Pointing dataset records
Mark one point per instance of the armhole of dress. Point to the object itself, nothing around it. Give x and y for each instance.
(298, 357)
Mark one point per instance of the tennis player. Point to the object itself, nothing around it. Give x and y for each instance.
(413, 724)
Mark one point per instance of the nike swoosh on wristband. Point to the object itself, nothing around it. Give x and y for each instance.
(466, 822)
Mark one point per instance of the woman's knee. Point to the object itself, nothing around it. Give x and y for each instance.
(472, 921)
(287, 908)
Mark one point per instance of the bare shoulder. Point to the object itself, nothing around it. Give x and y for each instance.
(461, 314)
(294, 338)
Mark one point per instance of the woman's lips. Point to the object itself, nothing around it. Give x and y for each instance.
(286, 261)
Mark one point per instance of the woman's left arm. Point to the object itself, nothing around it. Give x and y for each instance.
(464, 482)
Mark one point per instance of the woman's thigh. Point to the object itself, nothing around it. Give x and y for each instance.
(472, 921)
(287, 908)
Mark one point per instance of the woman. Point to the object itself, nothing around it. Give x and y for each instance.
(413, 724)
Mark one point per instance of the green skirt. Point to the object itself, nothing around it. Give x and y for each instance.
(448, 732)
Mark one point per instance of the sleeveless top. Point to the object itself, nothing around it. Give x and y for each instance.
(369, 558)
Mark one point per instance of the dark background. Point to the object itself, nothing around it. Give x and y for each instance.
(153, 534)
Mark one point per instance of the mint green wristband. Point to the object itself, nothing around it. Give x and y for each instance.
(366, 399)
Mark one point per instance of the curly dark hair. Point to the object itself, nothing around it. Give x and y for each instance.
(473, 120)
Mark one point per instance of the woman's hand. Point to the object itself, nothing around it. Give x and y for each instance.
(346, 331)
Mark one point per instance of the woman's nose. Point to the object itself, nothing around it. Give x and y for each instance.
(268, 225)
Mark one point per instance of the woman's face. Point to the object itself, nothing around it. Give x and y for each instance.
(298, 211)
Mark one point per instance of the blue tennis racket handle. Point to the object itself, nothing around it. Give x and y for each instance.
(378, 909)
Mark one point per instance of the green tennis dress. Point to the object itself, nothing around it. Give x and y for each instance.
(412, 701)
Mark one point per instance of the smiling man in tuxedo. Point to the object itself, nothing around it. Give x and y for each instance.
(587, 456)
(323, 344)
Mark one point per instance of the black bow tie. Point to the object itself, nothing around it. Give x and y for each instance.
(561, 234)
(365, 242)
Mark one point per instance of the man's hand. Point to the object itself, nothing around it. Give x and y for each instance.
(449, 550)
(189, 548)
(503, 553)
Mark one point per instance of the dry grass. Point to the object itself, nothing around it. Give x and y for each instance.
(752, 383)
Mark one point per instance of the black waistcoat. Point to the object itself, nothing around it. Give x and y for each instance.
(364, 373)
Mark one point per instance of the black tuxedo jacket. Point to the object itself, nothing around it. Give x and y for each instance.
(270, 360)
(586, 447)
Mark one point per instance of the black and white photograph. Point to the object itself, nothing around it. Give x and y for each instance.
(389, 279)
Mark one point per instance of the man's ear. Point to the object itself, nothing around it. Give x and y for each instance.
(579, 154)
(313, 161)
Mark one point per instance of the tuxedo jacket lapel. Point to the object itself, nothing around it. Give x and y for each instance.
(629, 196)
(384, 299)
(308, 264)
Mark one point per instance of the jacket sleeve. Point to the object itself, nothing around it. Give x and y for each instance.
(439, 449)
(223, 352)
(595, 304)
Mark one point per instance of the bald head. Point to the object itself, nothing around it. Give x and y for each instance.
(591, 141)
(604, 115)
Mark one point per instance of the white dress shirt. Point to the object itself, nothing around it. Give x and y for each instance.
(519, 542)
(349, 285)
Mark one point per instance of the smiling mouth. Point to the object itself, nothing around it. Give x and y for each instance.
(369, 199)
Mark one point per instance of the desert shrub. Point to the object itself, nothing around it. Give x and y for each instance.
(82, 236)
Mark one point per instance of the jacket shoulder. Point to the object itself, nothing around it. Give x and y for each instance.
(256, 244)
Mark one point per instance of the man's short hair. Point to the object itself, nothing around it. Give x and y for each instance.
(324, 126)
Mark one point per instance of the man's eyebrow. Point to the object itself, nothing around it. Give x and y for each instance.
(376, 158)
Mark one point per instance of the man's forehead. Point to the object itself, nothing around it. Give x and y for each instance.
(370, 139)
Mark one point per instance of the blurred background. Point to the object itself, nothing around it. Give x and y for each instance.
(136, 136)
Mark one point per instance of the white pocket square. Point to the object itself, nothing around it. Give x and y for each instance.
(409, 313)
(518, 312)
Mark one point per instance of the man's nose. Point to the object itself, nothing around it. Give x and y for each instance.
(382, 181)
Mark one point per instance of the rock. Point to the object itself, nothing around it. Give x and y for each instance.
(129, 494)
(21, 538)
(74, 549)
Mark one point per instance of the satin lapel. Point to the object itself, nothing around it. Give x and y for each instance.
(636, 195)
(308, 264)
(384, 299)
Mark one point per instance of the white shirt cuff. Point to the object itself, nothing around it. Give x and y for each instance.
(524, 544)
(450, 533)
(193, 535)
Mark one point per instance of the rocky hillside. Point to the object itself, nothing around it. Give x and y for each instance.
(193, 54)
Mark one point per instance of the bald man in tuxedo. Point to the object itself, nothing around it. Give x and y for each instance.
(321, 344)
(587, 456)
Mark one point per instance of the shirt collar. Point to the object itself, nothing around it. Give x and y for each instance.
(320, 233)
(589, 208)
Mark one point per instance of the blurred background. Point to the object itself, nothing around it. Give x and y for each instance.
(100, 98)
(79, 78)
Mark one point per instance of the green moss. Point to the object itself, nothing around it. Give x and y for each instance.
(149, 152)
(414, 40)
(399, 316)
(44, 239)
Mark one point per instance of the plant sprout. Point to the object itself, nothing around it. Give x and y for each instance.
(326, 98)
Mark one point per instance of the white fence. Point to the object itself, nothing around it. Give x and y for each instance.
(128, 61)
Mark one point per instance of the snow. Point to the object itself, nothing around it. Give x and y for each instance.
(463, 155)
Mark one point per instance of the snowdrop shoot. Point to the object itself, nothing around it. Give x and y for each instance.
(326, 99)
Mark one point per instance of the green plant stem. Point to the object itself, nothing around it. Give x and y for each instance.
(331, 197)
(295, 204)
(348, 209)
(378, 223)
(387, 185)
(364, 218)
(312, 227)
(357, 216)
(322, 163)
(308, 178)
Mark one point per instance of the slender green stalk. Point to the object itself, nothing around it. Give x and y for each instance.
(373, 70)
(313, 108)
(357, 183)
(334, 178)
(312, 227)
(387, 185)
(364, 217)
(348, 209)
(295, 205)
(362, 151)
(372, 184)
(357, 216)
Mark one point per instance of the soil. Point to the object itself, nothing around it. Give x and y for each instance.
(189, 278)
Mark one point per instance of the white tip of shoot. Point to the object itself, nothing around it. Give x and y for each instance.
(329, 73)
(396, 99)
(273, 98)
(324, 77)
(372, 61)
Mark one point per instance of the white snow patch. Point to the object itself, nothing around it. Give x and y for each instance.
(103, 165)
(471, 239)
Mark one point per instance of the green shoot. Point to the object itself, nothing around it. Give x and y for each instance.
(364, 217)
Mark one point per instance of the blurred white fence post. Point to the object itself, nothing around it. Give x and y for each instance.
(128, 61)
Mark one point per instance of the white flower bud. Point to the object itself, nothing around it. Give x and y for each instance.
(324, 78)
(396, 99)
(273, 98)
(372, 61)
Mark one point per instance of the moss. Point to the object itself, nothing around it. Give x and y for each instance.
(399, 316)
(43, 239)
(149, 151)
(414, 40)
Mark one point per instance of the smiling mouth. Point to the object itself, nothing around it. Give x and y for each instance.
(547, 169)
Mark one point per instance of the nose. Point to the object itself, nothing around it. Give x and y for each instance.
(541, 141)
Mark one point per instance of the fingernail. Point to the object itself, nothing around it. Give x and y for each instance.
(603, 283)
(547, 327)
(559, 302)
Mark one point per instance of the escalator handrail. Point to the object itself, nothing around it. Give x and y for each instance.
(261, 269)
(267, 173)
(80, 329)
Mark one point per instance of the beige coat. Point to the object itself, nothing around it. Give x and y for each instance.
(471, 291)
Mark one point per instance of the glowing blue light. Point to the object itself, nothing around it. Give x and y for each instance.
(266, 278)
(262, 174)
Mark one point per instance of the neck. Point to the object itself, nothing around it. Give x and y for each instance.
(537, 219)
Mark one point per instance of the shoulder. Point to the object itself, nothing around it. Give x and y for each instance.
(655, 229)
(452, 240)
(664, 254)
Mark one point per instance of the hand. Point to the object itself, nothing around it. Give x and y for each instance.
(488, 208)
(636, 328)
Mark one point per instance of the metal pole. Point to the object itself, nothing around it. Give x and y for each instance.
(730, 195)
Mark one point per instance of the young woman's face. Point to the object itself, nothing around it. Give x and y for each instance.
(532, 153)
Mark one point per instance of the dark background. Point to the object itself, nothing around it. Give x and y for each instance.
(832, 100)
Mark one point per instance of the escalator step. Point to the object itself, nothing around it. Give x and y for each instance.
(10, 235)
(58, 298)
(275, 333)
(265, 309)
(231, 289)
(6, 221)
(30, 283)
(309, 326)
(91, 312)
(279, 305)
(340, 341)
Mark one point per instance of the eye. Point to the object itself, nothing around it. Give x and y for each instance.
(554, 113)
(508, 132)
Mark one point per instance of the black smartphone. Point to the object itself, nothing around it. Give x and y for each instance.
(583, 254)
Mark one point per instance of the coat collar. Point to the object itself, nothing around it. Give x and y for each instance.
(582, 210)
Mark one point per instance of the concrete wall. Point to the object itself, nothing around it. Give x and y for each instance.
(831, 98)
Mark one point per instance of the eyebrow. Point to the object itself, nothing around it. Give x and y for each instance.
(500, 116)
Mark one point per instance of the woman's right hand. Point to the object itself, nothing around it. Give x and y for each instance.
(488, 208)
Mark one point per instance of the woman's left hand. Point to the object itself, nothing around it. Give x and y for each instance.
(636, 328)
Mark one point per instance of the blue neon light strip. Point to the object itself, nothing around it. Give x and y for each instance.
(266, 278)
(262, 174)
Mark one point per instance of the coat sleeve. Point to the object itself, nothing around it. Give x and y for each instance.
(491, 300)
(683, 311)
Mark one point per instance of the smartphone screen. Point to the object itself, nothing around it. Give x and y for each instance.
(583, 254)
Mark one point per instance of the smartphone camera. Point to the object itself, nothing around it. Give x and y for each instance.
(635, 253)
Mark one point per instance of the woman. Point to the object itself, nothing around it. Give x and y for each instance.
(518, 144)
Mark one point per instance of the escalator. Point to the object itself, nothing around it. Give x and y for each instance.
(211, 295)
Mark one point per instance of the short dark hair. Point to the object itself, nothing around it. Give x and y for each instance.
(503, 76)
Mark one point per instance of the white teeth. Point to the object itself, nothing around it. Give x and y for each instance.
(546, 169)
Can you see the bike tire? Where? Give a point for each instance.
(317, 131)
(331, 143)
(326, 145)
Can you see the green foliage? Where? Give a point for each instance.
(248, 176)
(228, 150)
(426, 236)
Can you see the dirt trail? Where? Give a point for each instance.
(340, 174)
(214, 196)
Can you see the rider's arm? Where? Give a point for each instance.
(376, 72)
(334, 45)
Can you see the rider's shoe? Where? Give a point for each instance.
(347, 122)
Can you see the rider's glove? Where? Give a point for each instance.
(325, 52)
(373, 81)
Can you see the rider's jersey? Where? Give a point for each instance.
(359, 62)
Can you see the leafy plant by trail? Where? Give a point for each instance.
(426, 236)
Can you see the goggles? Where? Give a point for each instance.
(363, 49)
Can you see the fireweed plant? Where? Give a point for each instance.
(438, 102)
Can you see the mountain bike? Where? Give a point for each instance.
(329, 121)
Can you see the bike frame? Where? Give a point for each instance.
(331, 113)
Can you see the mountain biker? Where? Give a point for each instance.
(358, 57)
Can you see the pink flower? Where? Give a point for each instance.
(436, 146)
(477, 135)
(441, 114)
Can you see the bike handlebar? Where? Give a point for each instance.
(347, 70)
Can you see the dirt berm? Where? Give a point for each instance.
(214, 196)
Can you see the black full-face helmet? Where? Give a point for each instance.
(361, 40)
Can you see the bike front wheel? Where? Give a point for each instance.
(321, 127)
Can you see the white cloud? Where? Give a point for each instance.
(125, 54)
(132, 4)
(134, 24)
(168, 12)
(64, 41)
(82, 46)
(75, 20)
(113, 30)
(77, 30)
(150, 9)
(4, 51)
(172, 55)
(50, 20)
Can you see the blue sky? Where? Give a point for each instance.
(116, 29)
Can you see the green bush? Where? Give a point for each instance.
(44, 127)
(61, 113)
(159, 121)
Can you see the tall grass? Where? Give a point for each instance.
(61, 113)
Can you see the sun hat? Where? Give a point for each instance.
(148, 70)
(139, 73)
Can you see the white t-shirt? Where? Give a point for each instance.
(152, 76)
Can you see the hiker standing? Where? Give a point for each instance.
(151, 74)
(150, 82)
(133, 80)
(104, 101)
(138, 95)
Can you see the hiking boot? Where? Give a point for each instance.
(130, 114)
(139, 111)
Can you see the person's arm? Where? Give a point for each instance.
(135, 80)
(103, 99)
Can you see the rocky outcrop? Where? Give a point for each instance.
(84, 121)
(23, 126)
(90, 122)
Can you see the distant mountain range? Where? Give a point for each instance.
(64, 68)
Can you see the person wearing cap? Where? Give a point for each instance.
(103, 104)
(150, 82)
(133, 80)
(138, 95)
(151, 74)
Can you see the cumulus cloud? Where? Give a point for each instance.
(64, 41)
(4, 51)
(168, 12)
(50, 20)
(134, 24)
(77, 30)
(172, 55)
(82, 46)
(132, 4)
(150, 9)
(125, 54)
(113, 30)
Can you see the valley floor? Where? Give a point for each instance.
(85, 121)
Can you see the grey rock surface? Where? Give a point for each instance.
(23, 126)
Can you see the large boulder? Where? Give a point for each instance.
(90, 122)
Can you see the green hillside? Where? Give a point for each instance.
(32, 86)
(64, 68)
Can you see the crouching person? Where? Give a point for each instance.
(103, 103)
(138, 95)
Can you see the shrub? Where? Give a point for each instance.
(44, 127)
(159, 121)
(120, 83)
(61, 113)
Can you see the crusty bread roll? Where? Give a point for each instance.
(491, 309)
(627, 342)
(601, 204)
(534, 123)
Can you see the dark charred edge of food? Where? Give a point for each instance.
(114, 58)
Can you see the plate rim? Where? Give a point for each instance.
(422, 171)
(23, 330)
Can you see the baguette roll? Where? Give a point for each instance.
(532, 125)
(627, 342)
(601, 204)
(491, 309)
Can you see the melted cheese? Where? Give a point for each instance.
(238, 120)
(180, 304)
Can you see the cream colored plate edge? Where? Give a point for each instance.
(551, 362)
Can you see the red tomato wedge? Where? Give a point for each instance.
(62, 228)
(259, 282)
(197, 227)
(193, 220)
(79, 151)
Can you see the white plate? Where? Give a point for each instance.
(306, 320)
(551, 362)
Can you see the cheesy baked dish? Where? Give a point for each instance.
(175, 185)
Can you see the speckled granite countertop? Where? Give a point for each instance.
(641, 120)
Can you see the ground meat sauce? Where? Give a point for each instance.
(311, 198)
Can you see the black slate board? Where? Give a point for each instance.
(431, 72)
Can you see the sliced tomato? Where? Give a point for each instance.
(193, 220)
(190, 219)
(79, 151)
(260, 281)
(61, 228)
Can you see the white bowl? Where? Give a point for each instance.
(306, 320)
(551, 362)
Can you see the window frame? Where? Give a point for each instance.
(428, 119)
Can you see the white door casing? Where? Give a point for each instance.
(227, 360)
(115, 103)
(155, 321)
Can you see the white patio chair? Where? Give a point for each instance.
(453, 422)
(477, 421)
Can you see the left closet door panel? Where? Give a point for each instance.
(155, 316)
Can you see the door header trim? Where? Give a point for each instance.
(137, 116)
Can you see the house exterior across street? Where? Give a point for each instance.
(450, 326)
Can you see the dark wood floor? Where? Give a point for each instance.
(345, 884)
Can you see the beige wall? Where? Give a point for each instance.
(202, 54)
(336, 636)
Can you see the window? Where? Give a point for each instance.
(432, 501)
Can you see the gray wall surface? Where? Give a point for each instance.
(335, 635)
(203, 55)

§ TO DO
Output the line containing "Can you see the white plate?" and all lines after it to the end of the records, exactly as given.

§ WRITTEN ANSWER
Can you see the white plate? Where? Give a point for each instance.
(306, 320)
(551, 362)
Can you see the cheesy baked dish? Where? Give a point for each instance.
(175, 185)
Can you see the speckled granite countertop? Where? Give a point for each instance.
(641, 120)
Can you see the ground meat sauce? Where? Give a point for each instance.
(311, 198)
Can you see the black slate board? Where? Give a point for each instance.
(431, 72)
Can you see the sliced tomato? Where? Give a point for each instance.
(193, 220)
(190, 219)
(79, 151)
(260, 281)
(61, 228)
Can you see the white bowl? Where? Give a point for each instance.
(306, 320)
(551, 362)
Can you see the window frame? Where? Give a point for each instance.
(428, 119)
Can you see the white door casing? Where? Give a point for each instance.
(227, 360)
(115, 103)
(155, 321)
Can you see the white patio chair? Where? Give a point for each instance.
(453, 422)
(477, 421)
Can you see the left closet door panel? Where? Give a point for each instance.
(155, 316)
Can you see the door header trim? Where? Give a point for each instance.
(137, 116)
Can you see the house exterior across street? Where? Give a point for each instance.
(450, 326)
Can you see the dark wood floor? Where? Give a point for each instance.
(345, 884)
Can you see the beige wall? Where? Give a point for each instance.
(202, 54)
(336, 636)
Can you see the window? Where? Give a point for each instance.
(432, 501)
Can you see the gray wall surface? Where? Give a point for each instance.
(335, 635)
(203, 55)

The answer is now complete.